Aufgabe 1: Welches Gericht hat laut dem Auszug den Beschluss vom 14.3.2012 erlassen?
Aufgabe 2: Schreib aus dem Auszug den Teil ab, der mit den Worten "Die Urkundsbeamtin der" anfängt und mit "40,55 EUR festgesetzt." aufhört.
Aufgabe 3: Fass im Auszug den Absatz, der mit „Die Behörde kann auch dann“ beginnt, in einem kürzeren Satz zusammen, ohne die wichtigen Angaben zu verlieren.

Auszug:
+-------+
VwGO §§ 151, 162 Abs. 2 S. 3; RVG VV Nr. 7002
Leitsatz
Die Behörde kann auch dann den Höchstsatz der Pauschale für Post- und Telekommunikationsleistungen nach Nr. 7002 VV in Höhe von 20,00 EUR geltend machen, wenn tatsächlich geringere Aufwendungen entstanden sind.
VG Berlin, Beschl. v. 14.3.2012 – VG 35 KE 3.12
1 Aus den Gründen
Die nach § 165 i.V.m. § 151 VwGO zulässige Erinnerung (Antrag auf gerichtliche Entscheidung) ist begründet.
Die Urkundsbeamtin der Geschäftsstelle hat in dem angegriffenen Kostenfestsetzungsbeschluss die Pauschale für Post- und Telekommunikationsdienstleistungen zu Unrecht nur in Höhe von 40,55 EUR festgesetzt.
+-------+
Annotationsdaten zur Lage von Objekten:
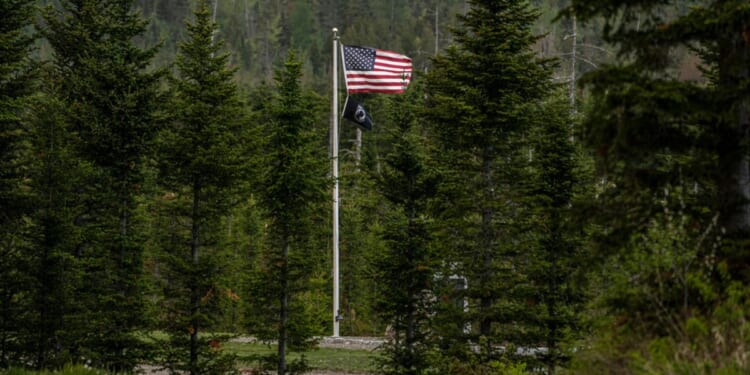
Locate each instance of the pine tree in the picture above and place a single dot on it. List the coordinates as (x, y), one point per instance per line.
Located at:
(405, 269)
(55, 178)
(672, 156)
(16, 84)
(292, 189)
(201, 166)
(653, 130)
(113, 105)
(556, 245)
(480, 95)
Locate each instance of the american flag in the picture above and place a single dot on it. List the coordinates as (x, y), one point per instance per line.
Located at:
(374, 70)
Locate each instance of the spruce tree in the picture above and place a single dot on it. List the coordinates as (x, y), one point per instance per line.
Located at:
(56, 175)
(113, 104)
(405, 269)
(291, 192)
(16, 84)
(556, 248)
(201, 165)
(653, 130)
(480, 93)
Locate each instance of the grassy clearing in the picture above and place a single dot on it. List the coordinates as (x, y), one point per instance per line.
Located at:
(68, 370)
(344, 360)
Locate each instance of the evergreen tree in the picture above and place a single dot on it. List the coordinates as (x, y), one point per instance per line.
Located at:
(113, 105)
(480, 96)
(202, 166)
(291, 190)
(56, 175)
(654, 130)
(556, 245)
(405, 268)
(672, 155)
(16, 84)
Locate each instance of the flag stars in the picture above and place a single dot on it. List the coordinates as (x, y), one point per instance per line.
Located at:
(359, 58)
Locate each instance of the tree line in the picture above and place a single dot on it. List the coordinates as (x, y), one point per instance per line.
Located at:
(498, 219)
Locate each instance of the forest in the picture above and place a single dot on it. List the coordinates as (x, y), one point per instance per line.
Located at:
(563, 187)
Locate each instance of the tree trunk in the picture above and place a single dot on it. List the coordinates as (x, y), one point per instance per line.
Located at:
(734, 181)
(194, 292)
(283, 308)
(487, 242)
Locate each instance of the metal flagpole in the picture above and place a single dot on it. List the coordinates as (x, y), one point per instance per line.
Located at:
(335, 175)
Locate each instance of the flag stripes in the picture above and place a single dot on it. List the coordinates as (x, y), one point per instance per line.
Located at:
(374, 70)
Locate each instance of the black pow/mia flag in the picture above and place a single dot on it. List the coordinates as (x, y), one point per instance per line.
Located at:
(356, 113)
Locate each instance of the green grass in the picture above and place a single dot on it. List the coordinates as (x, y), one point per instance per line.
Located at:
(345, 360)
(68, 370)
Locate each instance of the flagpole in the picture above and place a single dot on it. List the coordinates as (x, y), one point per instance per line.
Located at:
+-------+
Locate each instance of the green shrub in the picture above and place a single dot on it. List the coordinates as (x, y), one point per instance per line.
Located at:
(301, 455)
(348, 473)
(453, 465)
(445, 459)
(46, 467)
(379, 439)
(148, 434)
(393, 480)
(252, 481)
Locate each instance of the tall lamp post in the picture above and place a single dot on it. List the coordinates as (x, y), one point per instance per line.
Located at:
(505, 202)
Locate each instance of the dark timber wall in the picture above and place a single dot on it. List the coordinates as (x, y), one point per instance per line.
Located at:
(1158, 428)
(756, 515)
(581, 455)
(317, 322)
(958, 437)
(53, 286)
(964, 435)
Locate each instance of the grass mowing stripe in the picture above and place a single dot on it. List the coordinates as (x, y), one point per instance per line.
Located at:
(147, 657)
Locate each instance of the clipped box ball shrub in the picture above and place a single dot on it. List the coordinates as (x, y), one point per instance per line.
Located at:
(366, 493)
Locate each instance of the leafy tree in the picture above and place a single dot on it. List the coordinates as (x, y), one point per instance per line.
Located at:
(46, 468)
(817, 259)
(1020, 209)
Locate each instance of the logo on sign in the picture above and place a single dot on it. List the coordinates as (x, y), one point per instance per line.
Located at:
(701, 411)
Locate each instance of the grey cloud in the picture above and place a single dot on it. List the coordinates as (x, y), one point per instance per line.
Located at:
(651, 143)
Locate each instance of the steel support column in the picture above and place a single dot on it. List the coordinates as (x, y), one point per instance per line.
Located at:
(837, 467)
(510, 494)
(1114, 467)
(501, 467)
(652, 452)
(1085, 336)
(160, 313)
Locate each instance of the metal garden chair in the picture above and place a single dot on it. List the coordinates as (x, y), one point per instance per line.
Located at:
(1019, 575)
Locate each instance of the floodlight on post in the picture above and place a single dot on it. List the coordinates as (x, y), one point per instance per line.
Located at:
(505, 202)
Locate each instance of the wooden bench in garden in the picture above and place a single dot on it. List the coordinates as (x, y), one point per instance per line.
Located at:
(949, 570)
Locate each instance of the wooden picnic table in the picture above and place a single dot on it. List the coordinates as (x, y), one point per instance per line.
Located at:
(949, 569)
+-------+
Antwort 1: Das VG Berlin.

Antwort 2:
Die Urkundsbeamtin der Geschäftsstelle hat in dem angegriffenen Kostenfestsetzungsbeschluss die Pauschale für Post- und Telekommunikationsdienstleistungen zu Unrecht nur in Höhe von 40,55 EUR festgesetzt.

Antwort 3: Die Behörde darf die Pauschale für Post- und Telekommunikationsleistungen nach Nr. 7002 VV mit dem Höchstsatz von 20,00 EUR ansetzen, auch wenn ihre tatsächlichen Aufwendungen niedriger waren.